:: MATERIAL PROVIDED ::
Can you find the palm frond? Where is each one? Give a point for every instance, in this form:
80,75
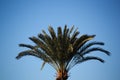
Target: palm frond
43,64
91,58
27,52
95,49
86,46
81,41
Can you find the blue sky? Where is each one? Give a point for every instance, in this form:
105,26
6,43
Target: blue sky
20,19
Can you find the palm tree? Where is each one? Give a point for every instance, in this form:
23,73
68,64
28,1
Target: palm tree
62,50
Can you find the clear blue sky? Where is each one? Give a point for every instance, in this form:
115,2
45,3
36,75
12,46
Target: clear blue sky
20,19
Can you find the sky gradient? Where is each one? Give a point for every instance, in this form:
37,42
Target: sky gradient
20,19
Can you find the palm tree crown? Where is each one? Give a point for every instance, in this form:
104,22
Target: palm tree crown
62,50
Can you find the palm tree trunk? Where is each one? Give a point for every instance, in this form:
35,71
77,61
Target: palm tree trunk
62,75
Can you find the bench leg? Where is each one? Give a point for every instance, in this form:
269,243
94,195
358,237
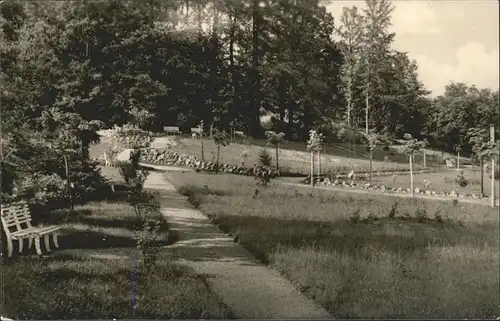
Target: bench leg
21,245
46,239
54,237
37,245
10,247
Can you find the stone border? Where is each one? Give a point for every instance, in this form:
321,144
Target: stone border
387,189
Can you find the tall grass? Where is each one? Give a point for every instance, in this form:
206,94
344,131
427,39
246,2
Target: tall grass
97,274
359,256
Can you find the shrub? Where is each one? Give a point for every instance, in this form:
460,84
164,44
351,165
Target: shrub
421,214
263,172
148,240
264,158
127,171
393,210
355,216
460,180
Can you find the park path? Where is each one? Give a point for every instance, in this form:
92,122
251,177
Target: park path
250,289
485,202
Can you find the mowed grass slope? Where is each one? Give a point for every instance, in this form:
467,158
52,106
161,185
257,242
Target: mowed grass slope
362,257
293,158
98,274
442,182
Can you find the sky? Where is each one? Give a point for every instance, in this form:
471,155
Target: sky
450,40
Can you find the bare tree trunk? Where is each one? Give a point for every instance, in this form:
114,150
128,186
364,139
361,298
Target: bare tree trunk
217,162
277,158
367,102
68,183
312,169
411,174
319,164
481,163
371,158
202,149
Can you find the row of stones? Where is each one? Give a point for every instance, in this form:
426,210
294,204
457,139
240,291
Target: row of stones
384,188
171,158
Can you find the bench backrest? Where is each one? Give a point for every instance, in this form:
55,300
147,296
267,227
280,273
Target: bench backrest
14,215
171,129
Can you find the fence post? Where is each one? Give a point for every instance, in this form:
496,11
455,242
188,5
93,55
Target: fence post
492,137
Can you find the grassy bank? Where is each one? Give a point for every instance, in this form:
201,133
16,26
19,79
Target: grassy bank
98,274
362,257
441,182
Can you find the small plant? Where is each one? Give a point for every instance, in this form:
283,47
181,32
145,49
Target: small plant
244,156
371,217
393,210
263,172
149,242
221,140
460,180
421,214
265,158
275,139
127,171
355,216
438,218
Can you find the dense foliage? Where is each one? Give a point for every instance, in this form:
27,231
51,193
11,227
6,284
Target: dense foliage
71,67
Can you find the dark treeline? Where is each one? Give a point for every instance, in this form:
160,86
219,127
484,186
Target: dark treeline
120,62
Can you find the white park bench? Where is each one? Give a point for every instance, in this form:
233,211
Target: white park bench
108,161
239,133
172,130
196,132
16,222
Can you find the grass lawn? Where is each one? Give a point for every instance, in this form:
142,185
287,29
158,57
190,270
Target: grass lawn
441,182
293,157
354,255
93,275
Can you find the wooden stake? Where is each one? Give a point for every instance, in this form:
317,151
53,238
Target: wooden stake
312,168
319,164
492,137
411,174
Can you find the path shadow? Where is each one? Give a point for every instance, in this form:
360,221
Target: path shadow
93,240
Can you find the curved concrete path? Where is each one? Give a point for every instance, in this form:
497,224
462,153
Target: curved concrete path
484,201
250,289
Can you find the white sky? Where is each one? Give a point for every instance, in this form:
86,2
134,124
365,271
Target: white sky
450,40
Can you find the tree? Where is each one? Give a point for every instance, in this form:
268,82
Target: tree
479,139
372,140
375,50
221,139
275,140
314,145
411,146
351,33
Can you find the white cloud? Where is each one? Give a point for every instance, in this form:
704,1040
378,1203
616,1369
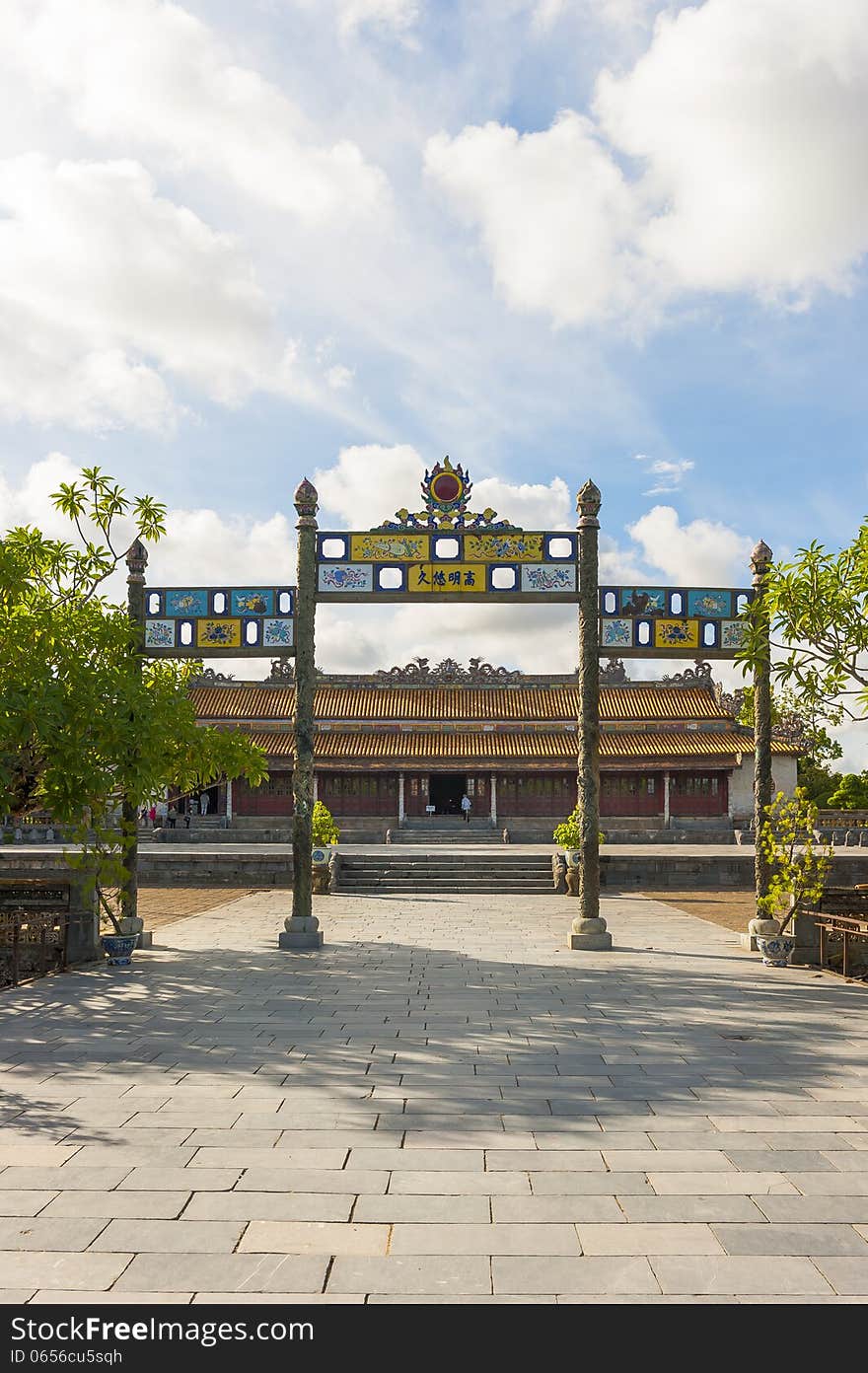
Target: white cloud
553,210
150,74
700,553
669,473
743,129
108,291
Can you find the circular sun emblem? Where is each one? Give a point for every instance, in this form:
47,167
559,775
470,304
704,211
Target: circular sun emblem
447,487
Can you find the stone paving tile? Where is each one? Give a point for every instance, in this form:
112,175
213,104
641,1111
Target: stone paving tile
727,1184
63,1180
650,1208
223,1273
175,1180
169,1236
268,1205
48,1233
731,1275
72,1271
308,1180
314,1237
485,1239
849,1277
406,1275
24,1203
791,1239
585,1275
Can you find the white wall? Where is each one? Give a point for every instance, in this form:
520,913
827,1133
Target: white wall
742,783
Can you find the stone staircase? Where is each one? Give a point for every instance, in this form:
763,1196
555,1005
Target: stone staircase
447,830
450,872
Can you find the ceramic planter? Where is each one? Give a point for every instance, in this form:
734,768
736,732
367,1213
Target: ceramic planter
118,949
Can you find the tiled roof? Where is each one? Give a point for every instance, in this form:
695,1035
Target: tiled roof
639,702
389,749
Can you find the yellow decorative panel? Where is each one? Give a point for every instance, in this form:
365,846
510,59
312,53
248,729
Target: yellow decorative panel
676,633
219,633
504,548
391,548
447,577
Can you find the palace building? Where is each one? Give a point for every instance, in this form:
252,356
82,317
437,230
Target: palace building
398,749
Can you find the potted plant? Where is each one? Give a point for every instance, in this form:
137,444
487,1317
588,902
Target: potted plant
798,868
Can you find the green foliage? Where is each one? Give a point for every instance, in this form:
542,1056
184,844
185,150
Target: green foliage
850,794
818,610
322,826
87,727
798,867
567,833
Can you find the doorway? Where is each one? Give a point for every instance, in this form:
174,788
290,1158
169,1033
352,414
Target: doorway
445,791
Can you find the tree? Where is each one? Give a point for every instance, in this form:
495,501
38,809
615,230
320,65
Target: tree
818,607
86,724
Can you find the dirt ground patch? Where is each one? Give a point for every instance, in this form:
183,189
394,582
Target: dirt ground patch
731,909
164,905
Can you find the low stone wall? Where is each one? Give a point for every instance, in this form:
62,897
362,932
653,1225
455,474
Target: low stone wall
83,920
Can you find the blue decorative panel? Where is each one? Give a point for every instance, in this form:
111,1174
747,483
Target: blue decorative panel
346,577
185,602
252,602
643,601
709,603
277,633
548,577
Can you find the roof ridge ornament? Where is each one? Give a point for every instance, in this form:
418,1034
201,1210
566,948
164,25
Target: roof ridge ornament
445,490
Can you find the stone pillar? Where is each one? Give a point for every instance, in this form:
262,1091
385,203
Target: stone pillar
136,562
303,928
761,562
588,928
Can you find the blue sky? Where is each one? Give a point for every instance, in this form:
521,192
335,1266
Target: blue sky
551,238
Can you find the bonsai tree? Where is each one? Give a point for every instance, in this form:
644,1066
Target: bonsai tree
90,729
567,833
323,829
798,867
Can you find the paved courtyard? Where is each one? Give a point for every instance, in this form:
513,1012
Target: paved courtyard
444,1104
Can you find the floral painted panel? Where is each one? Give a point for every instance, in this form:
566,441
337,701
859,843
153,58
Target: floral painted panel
346,577
643,601
616,633
277,633
732,633
548,577
185,603
252,602
160,633
504,548
219,633
391,548
676,633
709,605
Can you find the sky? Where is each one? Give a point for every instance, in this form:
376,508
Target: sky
553,239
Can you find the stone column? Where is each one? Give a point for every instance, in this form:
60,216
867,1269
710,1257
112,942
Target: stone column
136,562
588,928
761,562
303,928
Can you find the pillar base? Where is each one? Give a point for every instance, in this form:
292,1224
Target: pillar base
301,939
590,934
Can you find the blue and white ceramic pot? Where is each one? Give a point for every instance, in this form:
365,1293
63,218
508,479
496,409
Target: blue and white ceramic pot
776,949
118,949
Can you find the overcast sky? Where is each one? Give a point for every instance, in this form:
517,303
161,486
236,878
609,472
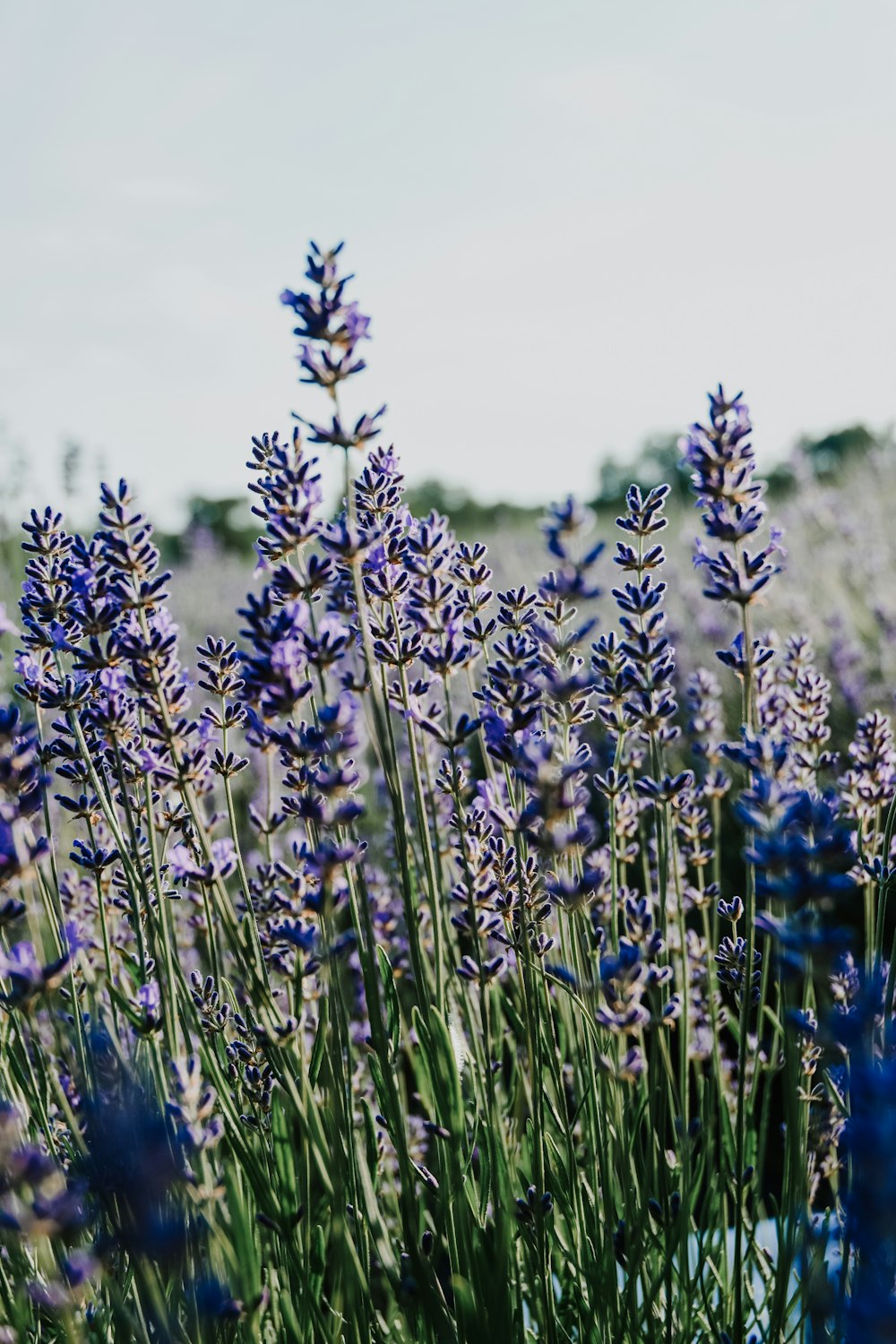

:: PROBLEM STATEMENT ::
Format everything above from the line containing "Can you find the pillar" down to the end of the data as a numbered list, with both ends included and blank lines omitted. Leave the pictures out.

:: EXERCISE OUTPUT ::
1. Can you find the pillar base? Where is each one? Give a point for every instance, in this form:
2. 292,1224
3. Target: pillar base
4. 301,939
5. 590,934
6. Can you find the blue and white ceramic pot? Where is each one? Give a point for every instance, in this form:
7. 365,1293
8. 63,218
9. 508,479
10. 496,409
11. Target: blue and white ceramic pot
12. 776,949
13. 118,949
14. Can you find the overcast sky? Where is each one? Give a point for every instance, in this form:
15. 517,303
16. 161,486
17. 236,878
18. 609,472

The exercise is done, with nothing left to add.